• **Exercise directions**
Write out the entire listing below exactly, with the pictures left out.

• **Extracted material**
------------------------------------------------------------------------

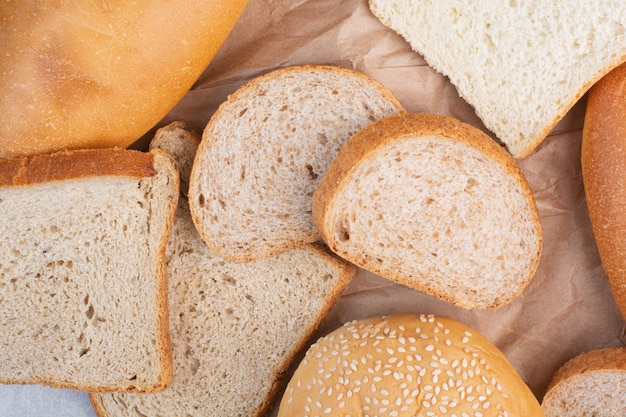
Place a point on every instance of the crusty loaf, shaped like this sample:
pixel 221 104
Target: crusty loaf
pixel 603 158
pixel 235 328
pixel 181 144
pixel 82 271
pixel 407 365
pixel 266 148
pixel 84 74
pixel 592 384
pixel 435 204
pixel 521 64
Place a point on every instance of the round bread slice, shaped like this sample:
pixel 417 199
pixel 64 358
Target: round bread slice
pixel 407 365
pixel 434 204
pixel 265 150
pixel 591 384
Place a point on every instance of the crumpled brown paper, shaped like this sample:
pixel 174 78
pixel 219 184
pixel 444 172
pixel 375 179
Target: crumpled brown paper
pixel 567 308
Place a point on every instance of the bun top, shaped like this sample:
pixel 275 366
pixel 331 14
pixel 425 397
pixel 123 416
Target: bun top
pixel 407 365
pixel 81 74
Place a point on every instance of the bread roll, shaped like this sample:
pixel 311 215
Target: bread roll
pixel 82 74
pixel 603 157
pixel 407 365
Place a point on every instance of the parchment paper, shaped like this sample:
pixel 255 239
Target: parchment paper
pixel 567 308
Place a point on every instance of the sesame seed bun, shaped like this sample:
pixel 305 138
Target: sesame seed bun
pixel 407 365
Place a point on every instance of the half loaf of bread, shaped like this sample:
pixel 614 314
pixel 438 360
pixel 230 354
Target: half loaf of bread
pixel 435 204
pixel 521 64
pixel 82 271
pixel 235 328
pixel 592 384
pixel 265 150
pixel 407 365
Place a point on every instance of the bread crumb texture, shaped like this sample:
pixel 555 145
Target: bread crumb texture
pixel 406 365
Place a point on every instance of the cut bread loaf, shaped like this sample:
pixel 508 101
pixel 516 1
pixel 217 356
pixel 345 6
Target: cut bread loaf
pixel 235 328
pixel 84 74
pixel 603 160
pixel 434 204
pixel 407 365
pixel 522 65
pixel 82 272
pixel 266 148
pixel 592 384
pixel 181 144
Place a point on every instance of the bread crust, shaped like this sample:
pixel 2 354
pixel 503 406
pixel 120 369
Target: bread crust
pixel 393 128
pixel 81 74
pixel 603 159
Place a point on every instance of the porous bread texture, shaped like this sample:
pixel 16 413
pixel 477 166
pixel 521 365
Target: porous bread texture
pixel 236 328
pixel 434 204
pixel 82 274
pixel 181 144
pixel 265 150
pixel 407 365
pixel 592 384
pixel 521 64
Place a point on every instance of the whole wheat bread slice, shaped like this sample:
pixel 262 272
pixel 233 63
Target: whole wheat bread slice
pixel 82 271
pixel 236 328
pixel 521 64
pixel 266 148
pixel 435 204
pixel 590 384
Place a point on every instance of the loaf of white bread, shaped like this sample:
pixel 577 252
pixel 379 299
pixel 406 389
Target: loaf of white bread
pixel 434 204
pixel 521 64
pixel 265 150
pixel 591 384
pixel 603 160
pixel 235 328
pixel 83 285
pixel 407 365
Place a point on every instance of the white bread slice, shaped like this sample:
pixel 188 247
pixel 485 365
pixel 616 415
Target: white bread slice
pixel 521 64
pixel 266 148
pixel 590 384
pixel 435 204
pixel 82 272
pixel 236 328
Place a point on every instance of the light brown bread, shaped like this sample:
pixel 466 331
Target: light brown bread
pixel 407 365
pixel 82 272
pixel 603 158
pixel 592 384
pixel 265 150
pixel 521 64
pixel 435 204
pixel 84 74
pixel 236 328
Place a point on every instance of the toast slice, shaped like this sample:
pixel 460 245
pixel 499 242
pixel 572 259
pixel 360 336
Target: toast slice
pixel 434 204
pixel 82 272
pixel 590 384
pixel 521 64
pixel 266 148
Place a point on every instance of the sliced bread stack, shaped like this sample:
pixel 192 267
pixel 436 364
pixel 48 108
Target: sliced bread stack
pixel 265 150
pixel 521 64
pixel 82 273
pixel 236 327
pixel 434 204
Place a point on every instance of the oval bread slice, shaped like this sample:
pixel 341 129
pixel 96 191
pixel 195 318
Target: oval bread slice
pixel 435 204
pixel 265 150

------------------------------------------------------------------------

• **Result of this exercise**
Place a point on every instance of the crusty loaf, shaped like this sample:
pixel 221 104
Target: crusty loaf
pixel 603 158
pixel 235 328
pixel 181 144
pixel 82 271
pixel 407 365
pixel 266 148
pixel 84 74
pixel 592 384
pixel 435 204
pixel 521 64
Place a point on every instance of the round bread slice, shaped like this sample:
pixel 417 199
pixel 64 358
Target: round bread slice
pixel 407 365
pixel 434 204
pixel 265 150
pixel 591 384
Place a point on every instance of the crumpled brown paper, shaped like this sample:
pixel 174 78
pixel 219 184
pixel 444 172
pixel 375 179
Target: crumpled brown paper
pixel 567 308
Place a point on every instance of the bun top, shaped like this sample:
pixel 275 366
pixel 331 14
pixel 425 397
pixel 123 416
Target: bun top
pixel 407 365
pixel 81 74
Place a point on every instance of the bread roll, shaped like this sample:
pixel 311 215
Target: bread roll
pixel 82 74
pixel 603 157
pixel 407 365
Place a point on every instance of the parchment paper, shaped like this sample:
pixel 255 239
Target: parchment paper
pixel 567 308
Place a point on every instance of the sesame seed bun, shaped like this sample:
pixel 305 138
Target: sesame seed bun
pixel 407 365
Place a point on every instance of the half loaf of bread, shaped like this sample:
pixel 614 314
pixel 438 360
pixel 230 354
Target: half loaf of bread
pixel 435 204
pixel 521 64
pixel 82 271
pixel 235 328
pixel 592 384
pixel 265 150
pixel 407 365
Place a point on every instance of the bread crumb texture, shaped like this sample:
pixel 555 145
Target: bread crumb texture
pixel 406 365
Place a point on every instance of the cut bread loaf, shaped like this sample:
pixel 508 101
pixel 516 1
pixel 217 356
pixel 345 6
Target: cut bread loaf
pixel 235 328
pixel 84 74
pixel 603 160
pixel 434 204
pixel 407 365
pixel 522 65
pixel 82 272
pixel 266 148
pixel 592 384
pixel 181 144
Place a point on every instance of the bread crust, shaped like this sample:
pixel 2 354
pixel 503 406
pixel 120 369
Target: bread crust
pixel 393 128
pixel 81 74
pixel 603 159
Place a point on every instance of the porous bread texture, shaped like this sample:
pixel 16 413
pixel 477 166
pixel 521 365
Target: porous bread texture
pixel 236 328
pixel 434 204
pixel 82 274
pixel 181 144
pixel 265 150
pixel 407 365
pixel 592 384
pixel 521 64
Place a point on every instance of the whole wheat bread slice, shaped like this sample:
pixel 262 272
pixel 233 63
Target: whole wheat bread slice
pixel 82 271
pixel 236 328
pixel 521 64
pixel 266 148
pixel 435 204
pixel 590 384
Place a point on every instance of the loaf of white bread, shaped like this sample:
pixel 577 252
pixel 379 299
pixel 406 389
Target: loaf of white bread
pixel 434 204
pixel 521 64
pixel 265 150
pixel 591 384
pixel 603 160
pixel 235 328
pixel 83 285
pixel 407 365
Place a point on every instance of the white bread slice, shaped like this sample:
pixel 188 247
pixel 485 365
pixel 616 415
Target: white bread slice
pixel 521 64
pixel 266 148
pixel 590 384
pixel 435 204
pixel 82 272
pixel 236 328
Place a point on every instance of the light brown bread, shaped like this sample:
pixel 466 331
Target: light brown bread
pixel 407 365
pixel 82 272
pixel 603 158
pixel 592 384
pixel 265 150
pixel 521 64
pixel 435 204
pixel 84 74
pixel 236 328
Place a point on every instance of the toast slice, shaped like this sample:
pixel 460 245
pixel 499 242
pixel 572 259
pixel 360 336
Target: toast slice
pixel 434 204
pixel 82 272
pixel 590 384
pixel 521 64
pixel 266 148
Place a point on every instance of the sliced bread stack, shaped like this sample:
pixel 192 267
pixel 436 364
pixel 48 108
Target: sliced bread stack
pixel 265 150
pixel 521 64
pixel 82 273
pixel 236 327
pixel 434 204
Place a point on every instance of the oval bread slice, shaped like this sample:
pixel 341 129
pixel 96 191
pixel 195 318
Target: oval bread slice
pixel 435 204
pixel 265 150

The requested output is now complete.